:: TEXT SECTION ::
# I do not want children



## jwalker (Nov 22, 2011)

Hello! In advance sorry for my English, it is far from perfect. In the past I came from Ukraine. In the culture of the country from which I came to build a family and decided to have children early. 

Tell me how you feel about that? 
Do you want to have a family, up to 25 years? 

I have a girlfriend that I love, she's 23 and a minimum of a year she wants to have children. But I do not want to. 

Have you had such a situation? And how did you solve them.

Thanks


----------



## FirstYearDown (Sep 15, 2011)

Your English is understandable. It is a very hard language to learn.

You and your girlfriend are still young. Both of you have lots of time to start a family.

Are you saying that you never want kids, or just not right now?


----------



## EddieJ333 (Mar 10, 2012)
:::
### PROBLEM 1
In the forum thread about not wanting children, how old is the first poster's girlfriend?
:: MATERIAL SHOWN ::
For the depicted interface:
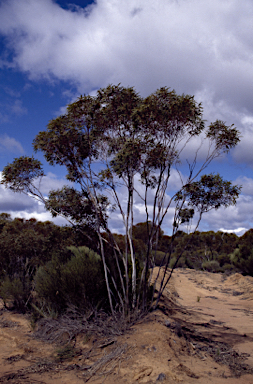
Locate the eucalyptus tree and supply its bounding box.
[2,85,240,313]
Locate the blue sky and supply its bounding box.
[0,0,253,234]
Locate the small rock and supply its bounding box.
[156,373,166,381]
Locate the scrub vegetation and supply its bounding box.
[1,85,241,317]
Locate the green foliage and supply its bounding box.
[202,260,220,272]
[0,277,26,312]
[2,85,240,313]
[34,247,106,313]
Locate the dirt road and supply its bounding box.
[0,269,253,384]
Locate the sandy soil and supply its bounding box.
[0,269,253,384]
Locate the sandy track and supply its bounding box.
[0,270,253,384]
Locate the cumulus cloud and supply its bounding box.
[0,0,253,231]
[0,172,68,225]
[0,0,253,110]
[0,134,24,154]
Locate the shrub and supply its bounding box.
[202,260,220,272]
[0,277,29,312]
[35,247,106,313]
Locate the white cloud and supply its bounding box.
[0,0,253,109]
[0,172,68,225]
[0,134,24,154]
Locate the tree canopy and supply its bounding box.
[2,85,240,313]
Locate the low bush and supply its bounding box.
[202,260,220,272]
[35,247,107,313]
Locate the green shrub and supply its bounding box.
[35,247,106,313]
[0,277,28,312]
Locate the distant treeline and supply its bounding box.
[0,213,253,317]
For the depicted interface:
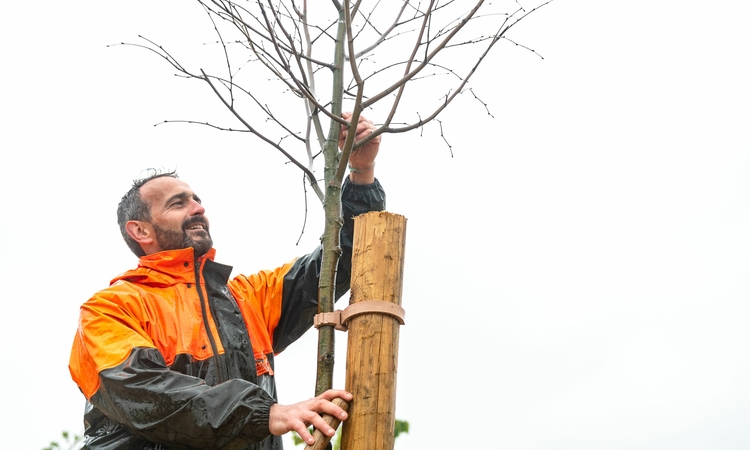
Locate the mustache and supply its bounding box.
[182,216,208,231]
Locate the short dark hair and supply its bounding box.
[117,169,179,258]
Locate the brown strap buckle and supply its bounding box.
[313,300,406,331]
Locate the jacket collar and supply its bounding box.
[110,248,216,285]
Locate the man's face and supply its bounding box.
[141,177,213,256]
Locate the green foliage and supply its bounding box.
[292,419,409,450]
[42,431,83,450]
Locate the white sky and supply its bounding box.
[0,0,750,450]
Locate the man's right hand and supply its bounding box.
[268,389,352,445]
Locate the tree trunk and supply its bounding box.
[341,212,406,450]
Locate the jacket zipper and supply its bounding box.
[193,258,226,384]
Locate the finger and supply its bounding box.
[294,423,315,445]
[318,389,353,401]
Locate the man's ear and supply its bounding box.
[125,220,154,248]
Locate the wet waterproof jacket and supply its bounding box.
[69,180,385,450]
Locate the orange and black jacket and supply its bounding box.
[69,180,385,450]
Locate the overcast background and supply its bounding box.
[0,0,750,450]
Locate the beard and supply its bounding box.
[152,218,214,257]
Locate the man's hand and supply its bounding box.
[339,112,381,184]
[268,389,352,445]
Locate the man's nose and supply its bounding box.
[190,200,206,216]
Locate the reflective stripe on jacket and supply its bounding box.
[69,180,385,450]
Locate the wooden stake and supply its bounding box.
[341,212,406,450]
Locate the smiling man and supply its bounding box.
[69,115,385,450]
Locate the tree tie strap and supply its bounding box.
[313,300,406,331]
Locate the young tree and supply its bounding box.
[125,0,551,446]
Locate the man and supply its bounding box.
[69,114,385,450]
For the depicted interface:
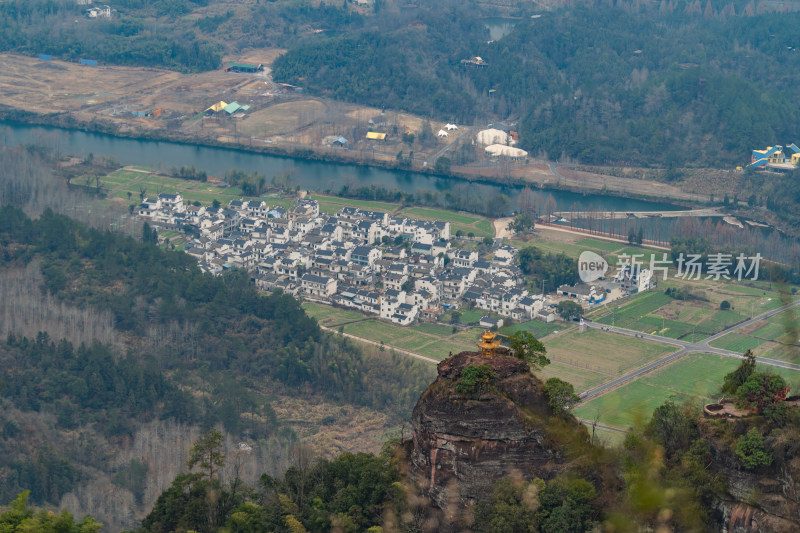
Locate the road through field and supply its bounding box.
[581,300,800,402]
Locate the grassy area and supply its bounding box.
[539,361,611,392]
[586,427,625,448]
[544,329,676,380]
[399,207,494,237]
[500,320,569,339]
[72,167,300,209]
[308,194,400,215]
[589,291,672,328]
[710,332,765,353]
[589,279,792,340]
[402,207,481,226]
[302,302,367,327]
[409,323,453,337]
[459,309,489,324]
[574,354,800,429]
[415,328,483,359]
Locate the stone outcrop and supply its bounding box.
[409,352,586,512]
[701,418,800,533]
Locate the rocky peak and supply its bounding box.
[409,352,586,513]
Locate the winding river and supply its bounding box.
[0,122,681,215]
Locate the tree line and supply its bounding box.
[274,3,800,168]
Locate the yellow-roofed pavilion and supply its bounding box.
[476,329,501,359]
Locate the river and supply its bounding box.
[0,122,681,216]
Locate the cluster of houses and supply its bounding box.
[138,194,555,325]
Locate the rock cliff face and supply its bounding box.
[409,352,585,511]
[701,426,800,533]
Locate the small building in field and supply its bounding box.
[484,144,528,161]
[750,143,800,170]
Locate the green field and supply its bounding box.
[70,167,295,207]
[544,329,677,378]
[589,284,777,340]
[308,194,400,215]
[500,320,568,339]
[303,302,482,360]
[398,207,494,237]
[711,309,800,356]
[573,354,800,429]
[302,302,366,327]
[709,332,765,353]
[539,361,612,393]
[409,323,453,337]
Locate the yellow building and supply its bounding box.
[475,330,501,359]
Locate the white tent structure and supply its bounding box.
[478,129,508,146]
[484,144,528,161]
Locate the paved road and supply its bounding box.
[320,325,441,365]
[581,300,800,402]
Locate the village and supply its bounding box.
[138,192,650,329]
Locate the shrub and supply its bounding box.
[544,378,581,413]
[734,428,772,470]
[456,365,497,394]
[736,372,789,421]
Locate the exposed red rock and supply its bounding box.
[409,352,586,512]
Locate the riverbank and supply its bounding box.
[0,105,704,210]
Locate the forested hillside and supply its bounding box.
[274,2,800,167]
[0,0,361,72]
[0,192,430,525]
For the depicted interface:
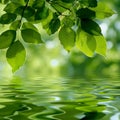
:::
### PROBLEM 2
Convert the lines of the listing, starting with the line containing "Locate the cluster" and going on through the line containing "[138,192,650,329]", into a Markdown table with the columns Number and Record line, skipping blank lines.

### RESPONSE 1
She is 23.

### RESPONSE 2
| Number | Record line |
|---|---|
| 1 | Locate the cluster of houses and supply its bounding box. |
| 2 | [138,194,555,325] |
| 3 | Locate the rock cliff face and supply its bounding box. |
| 4 | [409,352,585,511] |
| 5 | [701,426,800,533] |
| 6 | Locate the small building in field and supply its bounding box. |
| 7 | [484,144,528,161] |
| 8 | [750,143,800,170] |
| 9 | Locate the green field and supply its bounding box. |
| 10 | [70,167,295,207] |
| 11 | [544,329,677,378] |
| 12 | [589,284,777,340] |
| 13 | [308,194,400,215] |
| 14 | [500,320,568,339] |
| 15 | [303,302,482,360] |
| 16 | [398,207,494,237] |
| 17 | [711,309,800,356] |
| 18 | [573,354,800,429] |
| 19 | [302,302,366,327] |
| 20 | [709,332,765,353] |
| 21 | [539,361,612,393] |
| 22 | [409,323,453,337] |
| 23 | Locate the yellow building and supply its bounding box. |
| 24 | [475,330,501,359] |
| 25 | Locate the white tent structure and supply its bounding box. |
| 26 | [478,129,508,146] |
| 27 | [484,144,528,161] |
| 28 | Locate the paved road and supply its bounding box. |
| 29 | [320,325,441,365] |
| 30 | [581,300,800,402] |
| 31 | Locate the village and supply its bounding box. |
| 32 | [138,192,650,329] |